### Consegna 1
Trascrivi fedelmente la parte del brano sull'arrampicata urbana che comincia con le parole contenenti "2 Febbraio 2016" e termina con "di urban climbing.".
### Consegna 2
Prosegui il brano sull'arrampicata urbana a partire dal punto in cui si interrompe.

### Brano

※ ※ ※

Da sempre, per soddisfare i loro impulsi verticali, gli arrampicatori hanno dimostrato interesse nei confronti delle strutture e degli edifici urbani. Nell’epoca che ha preceduto la nascita delle strutture artificiali di arrampicata, i muri in granito delle Quaix du Rhôn a Lione, come pure quelli in mattoni delle rive della Garonne a Tolosa, venivano frequentati quotidianamente dai climber che cercavano di prepararsi allo svolgimento dell’attività del fine settimana. E di tanto in tanto, qualcuno approfittava delle tenebre per concedersi di nascosto qualche passaggio di arrampicata sui monumenti della città.

2 Febbraio 2016

Arrampicata

© Marc Daviet

Se è vero che oggi le innumerevoli strutture artificiali di arrampicata svolgono egregiamente la funzione per cui sono state create, perché allora ci sono ancora degli arrampicati interessati ai monumenti, alle sculture e alle statue cittadine? Per scoprirlo, abbiamo intervistato Loïc Gaidioz e il fotografo Marc Daviet che, con una certa regolarità, sia di giorno che di notte, fanno delle uscite di urban climbing.

※ ※ ※

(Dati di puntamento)

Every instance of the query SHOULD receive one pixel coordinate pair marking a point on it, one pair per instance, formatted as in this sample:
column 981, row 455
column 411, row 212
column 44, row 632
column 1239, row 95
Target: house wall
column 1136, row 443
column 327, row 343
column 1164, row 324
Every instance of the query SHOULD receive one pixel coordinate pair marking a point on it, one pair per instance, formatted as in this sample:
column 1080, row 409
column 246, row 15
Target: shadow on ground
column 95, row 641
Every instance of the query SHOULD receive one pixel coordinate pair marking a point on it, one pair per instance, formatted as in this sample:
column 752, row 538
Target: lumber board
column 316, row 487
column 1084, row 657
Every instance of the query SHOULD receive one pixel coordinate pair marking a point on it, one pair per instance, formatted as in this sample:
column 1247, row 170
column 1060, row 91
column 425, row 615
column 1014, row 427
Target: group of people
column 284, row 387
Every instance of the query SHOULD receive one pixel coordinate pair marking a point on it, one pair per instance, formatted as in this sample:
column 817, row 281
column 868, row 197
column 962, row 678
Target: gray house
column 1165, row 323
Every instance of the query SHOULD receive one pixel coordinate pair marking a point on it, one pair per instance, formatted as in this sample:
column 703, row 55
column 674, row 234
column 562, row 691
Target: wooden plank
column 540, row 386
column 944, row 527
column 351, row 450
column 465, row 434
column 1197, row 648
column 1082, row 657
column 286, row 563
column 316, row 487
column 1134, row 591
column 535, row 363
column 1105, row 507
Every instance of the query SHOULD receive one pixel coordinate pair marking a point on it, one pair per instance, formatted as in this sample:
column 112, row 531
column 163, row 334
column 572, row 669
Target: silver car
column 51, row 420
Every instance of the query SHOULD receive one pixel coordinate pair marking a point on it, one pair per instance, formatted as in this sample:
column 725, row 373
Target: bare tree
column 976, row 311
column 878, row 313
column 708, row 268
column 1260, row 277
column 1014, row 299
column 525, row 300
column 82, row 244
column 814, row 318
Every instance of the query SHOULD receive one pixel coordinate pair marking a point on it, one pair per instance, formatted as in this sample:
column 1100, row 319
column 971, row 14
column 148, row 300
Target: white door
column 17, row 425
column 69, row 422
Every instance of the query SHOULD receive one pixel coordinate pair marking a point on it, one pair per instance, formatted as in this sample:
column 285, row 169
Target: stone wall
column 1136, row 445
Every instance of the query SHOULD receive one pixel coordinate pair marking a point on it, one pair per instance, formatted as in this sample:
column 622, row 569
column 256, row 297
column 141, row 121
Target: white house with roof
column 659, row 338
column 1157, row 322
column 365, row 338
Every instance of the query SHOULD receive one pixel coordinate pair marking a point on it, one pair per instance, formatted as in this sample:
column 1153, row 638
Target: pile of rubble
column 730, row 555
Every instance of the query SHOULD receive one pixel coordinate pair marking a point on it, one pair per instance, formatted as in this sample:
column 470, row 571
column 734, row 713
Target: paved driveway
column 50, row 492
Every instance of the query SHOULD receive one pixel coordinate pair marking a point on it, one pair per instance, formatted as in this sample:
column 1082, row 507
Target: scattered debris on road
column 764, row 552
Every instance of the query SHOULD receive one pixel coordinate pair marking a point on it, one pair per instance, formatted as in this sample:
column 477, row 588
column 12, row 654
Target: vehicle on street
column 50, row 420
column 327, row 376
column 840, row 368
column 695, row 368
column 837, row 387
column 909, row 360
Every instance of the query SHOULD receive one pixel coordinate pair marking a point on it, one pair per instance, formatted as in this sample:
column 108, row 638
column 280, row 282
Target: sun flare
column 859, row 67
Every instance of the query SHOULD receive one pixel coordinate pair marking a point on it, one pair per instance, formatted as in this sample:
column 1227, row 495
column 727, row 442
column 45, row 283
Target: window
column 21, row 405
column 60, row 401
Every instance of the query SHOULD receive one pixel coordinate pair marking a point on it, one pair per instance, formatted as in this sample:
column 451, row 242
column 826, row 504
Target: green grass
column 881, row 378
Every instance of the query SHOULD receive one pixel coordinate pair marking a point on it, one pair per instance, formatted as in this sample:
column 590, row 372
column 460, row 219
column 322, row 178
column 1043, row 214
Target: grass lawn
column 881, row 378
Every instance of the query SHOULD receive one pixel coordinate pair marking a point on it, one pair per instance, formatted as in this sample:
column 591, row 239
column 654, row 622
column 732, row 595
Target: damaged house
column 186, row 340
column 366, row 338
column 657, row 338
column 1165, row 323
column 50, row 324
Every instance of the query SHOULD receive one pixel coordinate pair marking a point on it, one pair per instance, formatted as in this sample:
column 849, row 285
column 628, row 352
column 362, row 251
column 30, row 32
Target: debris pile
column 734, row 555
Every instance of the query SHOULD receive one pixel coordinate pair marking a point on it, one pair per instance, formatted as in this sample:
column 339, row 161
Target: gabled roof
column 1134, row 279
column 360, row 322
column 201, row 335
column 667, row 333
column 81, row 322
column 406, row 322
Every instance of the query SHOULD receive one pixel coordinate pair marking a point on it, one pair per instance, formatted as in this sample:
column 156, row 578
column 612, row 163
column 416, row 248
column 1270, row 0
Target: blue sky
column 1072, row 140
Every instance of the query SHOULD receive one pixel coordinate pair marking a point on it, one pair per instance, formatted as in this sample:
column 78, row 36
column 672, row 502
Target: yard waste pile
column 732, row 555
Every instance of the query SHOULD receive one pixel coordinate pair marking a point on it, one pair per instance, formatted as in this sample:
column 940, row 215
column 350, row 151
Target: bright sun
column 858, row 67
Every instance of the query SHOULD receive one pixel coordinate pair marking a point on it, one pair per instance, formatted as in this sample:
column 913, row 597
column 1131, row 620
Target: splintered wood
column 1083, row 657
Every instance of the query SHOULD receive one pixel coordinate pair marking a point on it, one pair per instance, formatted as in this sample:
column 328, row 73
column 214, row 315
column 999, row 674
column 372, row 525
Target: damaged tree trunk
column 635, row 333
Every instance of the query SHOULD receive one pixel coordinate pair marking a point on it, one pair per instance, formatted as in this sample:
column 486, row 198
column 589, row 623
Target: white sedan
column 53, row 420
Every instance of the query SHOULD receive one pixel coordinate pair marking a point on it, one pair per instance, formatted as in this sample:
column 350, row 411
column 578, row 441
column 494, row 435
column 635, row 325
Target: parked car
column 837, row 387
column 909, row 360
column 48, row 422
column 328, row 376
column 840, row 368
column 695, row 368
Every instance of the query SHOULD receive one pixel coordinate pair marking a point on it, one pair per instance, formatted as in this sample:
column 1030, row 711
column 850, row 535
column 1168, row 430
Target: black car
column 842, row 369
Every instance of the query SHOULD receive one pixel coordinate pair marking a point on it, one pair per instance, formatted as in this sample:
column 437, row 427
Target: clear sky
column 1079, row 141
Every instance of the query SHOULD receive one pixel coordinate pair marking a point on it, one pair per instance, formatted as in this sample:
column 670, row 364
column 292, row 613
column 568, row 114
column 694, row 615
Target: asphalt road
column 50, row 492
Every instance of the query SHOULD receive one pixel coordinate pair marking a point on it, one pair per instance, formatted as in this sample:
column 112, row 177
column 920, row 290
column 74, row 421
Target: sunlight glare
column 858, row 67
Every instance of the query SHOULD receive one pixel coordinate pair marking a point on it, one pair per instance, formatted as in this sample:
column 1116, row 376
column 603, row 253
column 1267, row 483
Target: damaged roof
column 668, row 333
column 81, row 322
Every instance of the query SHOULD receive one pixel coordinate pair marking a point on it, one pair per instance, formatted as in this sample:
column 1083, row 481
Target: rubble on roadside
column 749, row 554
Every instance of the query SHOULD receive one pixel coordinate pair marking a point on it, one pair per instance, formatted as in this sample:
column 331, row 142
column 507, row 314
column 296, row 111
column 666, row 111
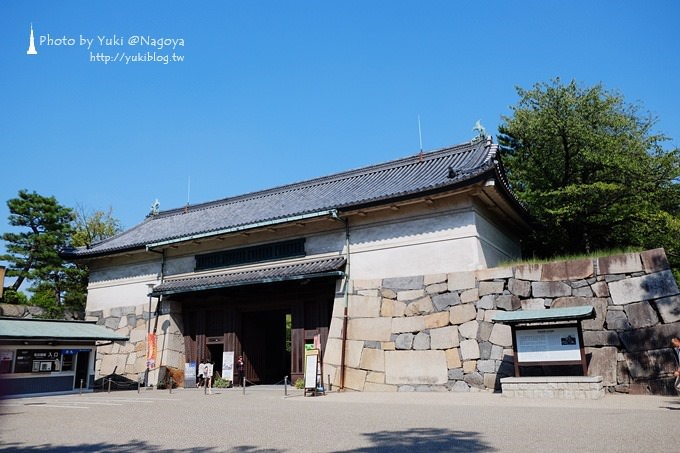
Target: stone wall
column 129, row 358
column 435, row 332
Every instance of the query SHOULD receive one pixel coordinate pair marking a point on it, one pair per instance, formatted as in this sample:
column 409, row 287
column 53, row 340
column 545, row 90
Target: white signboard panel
column 228, row 365
column 548, row 345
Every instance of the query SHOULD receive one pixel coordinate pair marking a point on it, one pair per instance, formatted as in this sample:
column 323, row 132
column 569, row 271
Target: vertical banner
column 228, row 365
column 151, row 351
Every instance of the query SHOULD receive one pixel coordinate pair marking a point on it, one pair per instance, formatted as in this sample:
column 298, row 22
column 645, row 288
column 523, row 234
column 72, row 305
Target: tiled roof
column 19, row 328
column 283, row 272
column 418, row 174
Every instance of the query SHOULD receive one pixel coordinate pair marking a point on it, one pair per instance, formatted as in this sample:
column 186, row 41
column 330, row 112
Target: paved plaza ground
column 264, row 420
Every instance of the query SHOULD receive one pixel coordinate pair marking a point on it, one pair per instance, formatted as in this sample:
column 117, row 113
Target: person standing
column 201, row 374
column 209, row 369
column 240, row 368
column 675, row 342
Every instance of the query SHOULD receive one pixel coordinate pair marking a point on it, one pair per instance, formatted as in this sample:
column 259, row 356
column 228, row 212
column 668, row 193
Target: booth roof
column 552, row 314
column 23, row 329
column 431, row 172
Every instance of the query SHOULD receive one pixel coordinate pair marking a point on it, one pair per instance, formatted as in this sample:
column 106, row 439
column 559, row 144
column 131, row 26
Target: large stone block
column 371, row 329
column 353, row 350
column 669, row 308
column 392, row 308
column 444, row 337
column 364, row 306
column 355, row 379
column 501, row 335
column 408, row 324
column 404, row 341
column 641, row 314
column 469, row 350
column 444, row 301
column 469, row 329
column 493, row 287
column 648, row 338
column 595, row 338
column 433, row 279
column 520, row 288
column 437, row 288
column 411, row 294
column 453, row 358
column 416, row 367
column 434, row 320
column 333, row 352
column 654, row 260
column 648, row 287
column 603, row 363
column 421, row 306
column 494, row 273
column 617, row 320
column 469, row 295
column 619, row 264
column 531, row 272
column 366, row 284
column 600, row 289
column 550, row 289
column 508, row 302
column 462, row 280
column 421, row 341
column 646, row 364
column 487, row 302
column 532, row 304
column 404, row 283
column 372, row 360
column 600, row 306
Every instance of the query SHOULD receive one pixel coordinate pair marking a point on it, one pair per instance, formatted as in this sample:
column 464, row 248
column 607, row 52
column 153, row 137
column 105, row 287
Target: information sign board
column 547, row 344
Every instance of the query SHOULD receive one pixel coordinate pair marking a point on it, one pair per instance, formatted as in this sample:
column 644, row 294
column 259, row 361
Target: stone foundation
column 558, row 387
column 129, row 358
column 434, row 332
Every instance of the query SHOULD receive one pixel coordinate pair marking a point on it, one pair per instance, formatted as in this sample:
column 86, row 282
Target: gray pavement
column 264, row 420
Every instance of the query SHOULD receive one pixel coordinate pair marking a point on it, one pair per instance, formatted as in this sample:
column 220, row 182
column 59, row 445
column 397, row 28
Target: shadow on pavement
column 101, row 446
column 424, row 439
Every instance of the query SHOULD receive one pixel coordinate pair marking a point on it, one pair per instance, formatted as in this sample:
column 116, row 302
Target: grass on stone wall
column 574, row 257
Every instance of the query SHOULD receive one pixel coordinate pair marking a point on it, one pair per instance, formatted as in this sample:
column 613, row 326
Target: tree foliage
column 45, row 228
column 591, row 172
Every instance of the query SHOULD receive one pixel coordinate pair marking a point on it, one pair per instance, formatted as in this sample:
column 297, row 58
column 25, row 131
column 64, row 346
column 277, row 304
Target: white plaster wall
column 495, row 245
column 122, row 293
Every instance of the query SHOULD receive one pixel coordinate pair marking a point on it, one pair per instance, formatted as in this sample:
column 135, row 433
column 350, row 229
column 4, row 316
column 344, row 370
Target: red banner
column 151, row 350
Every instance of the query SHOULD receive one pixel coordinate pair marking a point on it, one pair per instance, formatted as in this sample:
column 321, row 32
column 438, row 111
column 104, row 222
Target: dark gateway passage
column 269, row 324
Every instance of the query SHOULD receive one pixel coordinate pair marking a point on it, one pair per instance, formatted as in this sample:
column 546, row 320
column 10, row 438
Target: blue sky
column 273, row 92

※ ※ ※

### Risposta scritta 1
2 Febbraio 2016

Arrampicata

© Marc Daviet

Se è vero che oggi le innumerevoli strutture artificiali di arrampicata svolgono egregiamente la funzione per cui sono state create, perché allora ci sono ancora degli arrampicati interessati ai monumenti, alle sculture e alle statue cittadine? Per scoprirlo, abbiamo intervistato Loïc Gaidioz e il fotografo Marc Daviet che, con una certa regolarità, sia di giorno che di notte, fanno delle uscite di urban climbing.

### Risposta scritta 2
Loïc, da dove nasce il tuo interesse per l’arrampicata urbana?

Quando si ama la scalata, è quasi naturale voler salire ovunque. Così, dopo aver arrampicato sulla roccia, intorno a un tavolo, su un albero, su una gru o in altre situazioni deliranti, è proprio nell’ambiente cittadino che si scovano nuove sfide. Una città come Ginevra, ad esempio, ricca di architetture, è un po’ come un blocco naturale in cui si trovano un sacco di strutture diverse (in cemento, vetro, mattoni, ferro, legno…), che ti ritrovi a dover affrontare come sulla roccia (calcare, arenaria, granito…). E poi andare in giro con un pad sulla schiena in piena città, cercare delle linee di salita, chiacchierare con i passanti, arrampicare tra i rumori delle auto…  Sono cose che devi vivere, per poterti rendere conto della “magia del momento”.

Da quando quanto pratichi l’arrampica urbana, o urban climbing come si dice oggi?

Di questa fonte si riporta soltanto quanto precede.